◆ **Task details**
Set down word for word the lines that begin the entries and run through the line containing "138L351 242L477 245L492". Give nothing further.

◆ **Record extracts**
++++++++++++++++++++
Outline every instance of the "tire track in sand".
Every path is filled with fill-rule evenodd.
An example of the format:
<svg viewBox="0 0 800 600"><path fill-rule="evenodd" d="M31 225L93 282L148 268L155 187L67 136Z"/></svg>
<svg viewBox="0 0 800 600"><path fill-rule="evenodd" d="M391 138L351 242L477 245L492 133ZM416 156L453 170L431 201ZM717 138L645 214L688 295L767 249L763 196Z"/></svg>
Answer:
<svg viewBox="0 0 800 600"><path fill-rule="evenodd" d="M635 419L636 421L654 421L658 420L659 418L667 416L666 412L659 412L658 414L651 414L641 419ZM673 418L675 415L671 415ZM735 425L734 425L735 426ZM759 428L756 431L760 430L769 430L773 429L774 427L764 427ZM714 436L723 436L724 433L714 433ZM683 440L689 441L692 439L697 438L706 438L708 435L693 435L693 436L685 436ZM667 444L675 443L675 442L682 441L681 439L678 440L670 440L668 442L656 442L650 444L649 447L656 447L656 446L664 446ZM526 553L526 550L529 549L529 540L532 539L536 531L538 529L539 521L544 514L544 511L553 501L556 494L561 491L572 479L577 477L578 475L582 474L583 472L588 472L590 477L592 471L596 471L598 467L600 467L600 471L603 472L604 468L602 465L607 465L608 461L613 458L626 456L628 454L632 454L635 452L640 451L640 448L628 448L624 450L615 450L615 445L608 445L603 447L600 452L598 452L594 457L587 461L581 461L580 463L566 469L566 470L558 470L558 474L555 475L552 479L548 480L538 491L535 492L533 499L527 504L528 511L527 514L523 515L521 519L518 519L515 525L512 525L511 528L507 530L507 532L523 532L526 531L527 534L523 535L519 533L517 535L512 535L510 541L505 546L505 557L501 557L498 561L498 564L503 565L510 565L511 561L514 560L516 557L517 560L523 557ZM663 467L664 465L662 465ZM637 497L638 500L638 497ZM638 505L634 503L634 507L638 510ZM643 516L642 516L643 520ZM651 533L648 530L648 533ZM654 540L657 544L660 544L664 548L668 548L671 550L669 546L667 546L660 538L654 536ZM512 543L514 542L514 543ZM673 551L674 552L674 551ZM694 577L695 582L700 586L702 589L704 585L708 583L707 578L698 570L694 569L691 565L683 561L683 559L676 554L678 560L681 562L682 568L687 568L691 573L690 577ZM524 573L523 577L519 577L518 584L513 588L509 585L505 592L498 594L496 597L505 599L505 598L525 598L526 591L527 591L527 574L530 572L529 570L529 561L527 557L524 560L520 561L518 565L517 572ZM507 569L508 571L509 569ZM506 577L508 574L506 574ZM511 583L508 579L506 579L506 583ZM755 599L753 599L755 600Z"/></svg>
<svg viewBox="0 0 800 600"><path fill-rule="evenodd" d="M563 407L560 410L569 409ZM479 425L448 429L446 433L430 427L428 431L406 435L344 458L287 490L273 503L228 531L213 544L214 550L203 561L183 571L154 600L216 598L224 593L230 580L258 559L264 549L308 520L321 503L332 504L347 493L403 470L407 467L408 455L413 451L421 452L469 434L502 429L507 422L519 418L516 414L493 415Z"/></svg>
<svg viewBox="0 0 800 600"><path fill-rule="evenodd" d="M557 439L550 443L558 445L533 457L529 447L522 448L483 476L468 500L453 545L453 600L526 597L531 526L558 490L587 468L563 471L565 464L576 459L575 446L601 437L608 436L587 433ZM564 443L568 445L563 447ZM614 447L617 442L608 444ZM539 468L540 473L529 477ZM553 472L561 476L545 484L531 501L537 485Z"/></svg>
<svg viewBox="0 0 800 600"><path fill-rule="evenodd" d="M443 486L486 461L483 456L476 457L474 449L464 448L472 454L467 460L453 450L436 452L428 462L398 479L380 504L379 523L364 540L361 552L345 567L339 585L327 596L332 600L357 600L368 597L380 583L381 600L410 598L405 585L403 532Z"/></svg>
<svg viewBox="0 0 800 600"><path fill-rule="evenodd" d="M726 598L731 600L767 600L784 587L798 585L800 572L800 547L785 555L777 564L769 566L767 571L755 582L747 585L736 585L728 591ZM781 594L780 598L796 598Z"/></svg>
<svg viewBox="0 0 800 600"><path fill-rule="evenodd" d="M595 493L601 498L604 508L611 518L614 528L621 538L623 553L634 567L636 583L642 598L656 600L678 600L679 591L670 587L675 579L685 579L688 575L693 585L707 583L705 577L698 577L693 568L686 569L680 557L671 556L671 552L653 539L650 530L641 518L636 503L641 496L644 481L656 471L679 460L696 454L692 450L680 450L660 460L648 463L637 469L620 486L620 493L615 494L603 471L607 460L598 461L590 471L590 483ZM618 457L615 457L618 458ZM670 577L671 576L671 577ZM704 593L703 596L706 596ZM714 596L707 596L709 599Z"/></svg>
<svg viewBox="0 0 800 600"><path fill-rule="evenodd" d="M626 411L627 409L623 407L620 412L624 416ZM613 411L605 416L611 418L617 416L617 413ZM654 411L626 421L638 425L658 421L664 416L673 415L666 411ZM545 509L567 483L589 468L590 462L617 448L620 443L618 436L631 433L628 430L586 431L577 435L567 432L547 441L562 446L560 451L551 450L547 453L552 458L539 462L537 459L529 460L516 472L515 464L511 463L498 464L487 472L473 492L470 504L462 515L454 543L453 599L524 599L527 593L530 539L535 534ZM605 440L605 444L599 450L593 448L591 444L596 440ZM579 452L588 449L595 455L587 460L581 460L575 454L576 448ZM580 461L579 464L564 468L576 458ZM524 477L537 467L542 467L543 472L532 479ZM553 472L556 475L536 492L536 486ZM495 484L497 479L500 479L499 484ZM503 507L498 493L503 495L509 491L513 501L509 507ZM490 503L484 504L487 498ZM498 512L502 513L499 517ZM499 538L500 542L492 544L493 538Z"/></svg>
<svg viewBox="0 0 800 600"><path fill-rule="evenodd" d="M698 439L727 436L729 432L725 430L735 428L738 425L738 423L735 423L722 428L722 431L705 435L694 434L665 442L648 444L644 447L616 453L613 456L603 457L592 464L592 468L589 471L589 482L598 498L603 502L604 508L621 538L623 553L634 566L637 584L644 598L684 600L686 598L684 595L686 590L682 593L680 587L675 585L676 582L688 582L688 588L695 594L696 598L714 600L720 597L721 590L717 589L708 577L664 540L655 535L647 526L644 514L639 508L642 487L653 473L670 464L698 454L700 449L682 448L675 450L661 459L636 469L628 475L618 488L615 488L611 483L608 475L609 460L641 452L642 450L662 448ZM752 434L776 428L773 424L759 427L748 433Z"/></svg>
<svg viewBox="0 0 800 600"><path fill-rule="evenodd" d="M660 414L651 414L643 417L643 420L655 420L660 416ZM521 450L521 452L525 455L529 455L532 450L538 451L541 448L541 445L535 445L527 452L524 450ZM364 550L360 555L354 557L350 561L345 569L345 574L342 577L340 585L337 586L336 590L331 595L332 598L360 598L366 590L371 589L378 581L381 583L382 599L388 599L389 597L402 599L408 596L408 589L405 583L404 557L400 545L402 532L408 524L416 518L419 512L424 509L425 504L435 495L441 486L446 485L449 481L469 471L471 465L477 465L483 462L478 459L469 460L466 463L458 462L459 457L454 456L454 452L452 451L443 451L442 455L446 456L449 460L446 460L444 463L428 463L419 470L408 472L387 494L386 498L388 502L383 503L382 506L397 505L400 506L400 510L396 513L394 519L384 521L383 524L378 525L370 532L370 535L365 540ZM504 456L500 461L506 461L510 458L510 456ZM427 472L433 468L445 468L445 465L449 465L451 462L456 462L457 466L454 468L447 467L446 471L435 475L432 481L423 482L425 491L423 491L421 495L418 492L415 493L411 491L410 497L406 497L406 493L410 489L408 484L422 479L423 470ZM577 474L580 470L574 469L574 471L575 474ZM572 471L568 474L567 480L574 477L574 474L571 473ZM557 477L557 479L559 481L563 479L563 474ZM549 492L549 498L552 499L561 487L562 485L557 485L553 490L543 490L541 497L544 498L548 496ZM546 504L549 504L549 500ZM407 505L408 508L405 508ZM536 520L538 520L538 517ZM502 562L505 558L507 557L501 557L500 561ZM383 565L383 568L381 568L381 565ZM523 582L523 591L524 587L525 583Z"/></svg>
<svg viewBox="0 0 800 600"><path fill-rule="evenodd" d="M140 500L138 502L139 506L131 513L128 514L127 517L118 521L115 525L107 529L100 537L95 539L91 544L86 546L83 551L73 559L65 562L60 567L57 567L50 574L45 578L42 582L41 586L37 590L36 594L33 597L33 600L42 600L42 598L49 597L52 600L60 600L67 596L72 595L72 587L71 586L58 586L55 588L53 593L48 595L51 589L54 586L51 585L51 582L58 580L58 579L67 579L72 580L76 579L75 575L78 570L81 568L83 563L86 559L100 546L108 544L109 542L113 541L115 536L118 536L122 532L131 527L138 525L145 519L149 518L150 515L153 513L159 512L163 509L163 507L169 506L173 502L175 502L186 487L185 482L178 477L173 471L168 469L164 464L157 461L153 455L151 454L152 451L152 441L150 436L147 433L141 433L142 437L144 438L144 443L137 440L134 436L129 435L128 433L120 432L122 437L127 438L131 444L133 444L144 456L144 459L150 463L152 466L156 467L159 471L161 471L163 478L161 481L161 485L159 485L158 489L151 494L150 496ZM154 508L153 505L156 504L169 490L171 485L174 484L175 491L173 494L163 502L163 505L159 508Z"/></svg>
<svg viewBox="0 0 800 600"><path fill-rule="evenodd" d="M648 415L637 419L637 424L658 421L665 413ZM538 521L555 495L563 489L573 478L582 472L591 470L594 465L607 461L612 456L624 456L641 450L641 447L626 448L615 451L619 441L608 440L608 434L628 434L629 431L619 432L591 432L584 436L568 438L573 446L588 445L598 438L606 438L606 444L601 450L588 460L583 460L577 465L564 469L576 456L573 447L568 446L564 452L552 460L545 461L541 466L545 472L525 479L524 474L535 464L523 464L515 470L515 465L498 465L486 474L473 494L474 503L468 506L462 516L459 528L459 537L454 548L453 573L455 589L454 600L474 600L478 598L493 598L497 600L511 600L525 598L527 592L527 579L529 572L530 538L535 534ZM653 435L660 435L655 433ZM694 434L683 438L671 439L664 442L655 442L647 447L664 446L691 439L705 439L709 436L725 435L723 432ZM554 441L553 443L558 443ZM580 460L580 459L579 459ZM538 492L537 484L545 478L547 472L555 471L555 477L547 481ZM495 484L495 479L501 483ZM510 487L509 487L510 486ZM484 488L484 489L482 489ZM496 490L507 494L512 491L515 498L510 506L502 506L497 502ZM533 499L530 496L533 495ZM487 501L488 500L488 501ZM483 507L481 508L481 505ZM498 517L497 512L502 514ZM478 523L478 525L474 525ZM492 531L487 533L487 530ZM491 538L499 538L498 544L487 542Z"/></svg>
++++++++++++++++++++
◆ **Response area**
Outline every instance of the "tire track in sand".
Every path is filled with fill-rule evenodd.
An example of the format:
<svg viewBox="0 0 800 600"><path fill-rule="evenodd" d="M31 225L93 282L148 268L155 187L67 136Z"/></svg>
<svg viewBox="0 0 800 600"><path fill-rule="evenodd" d="M391 138L351 242L477 245L492 133ZM416 156L453 170L431 201ZM717 138L645 214L688 295L767 249L763 196Z"/></svg>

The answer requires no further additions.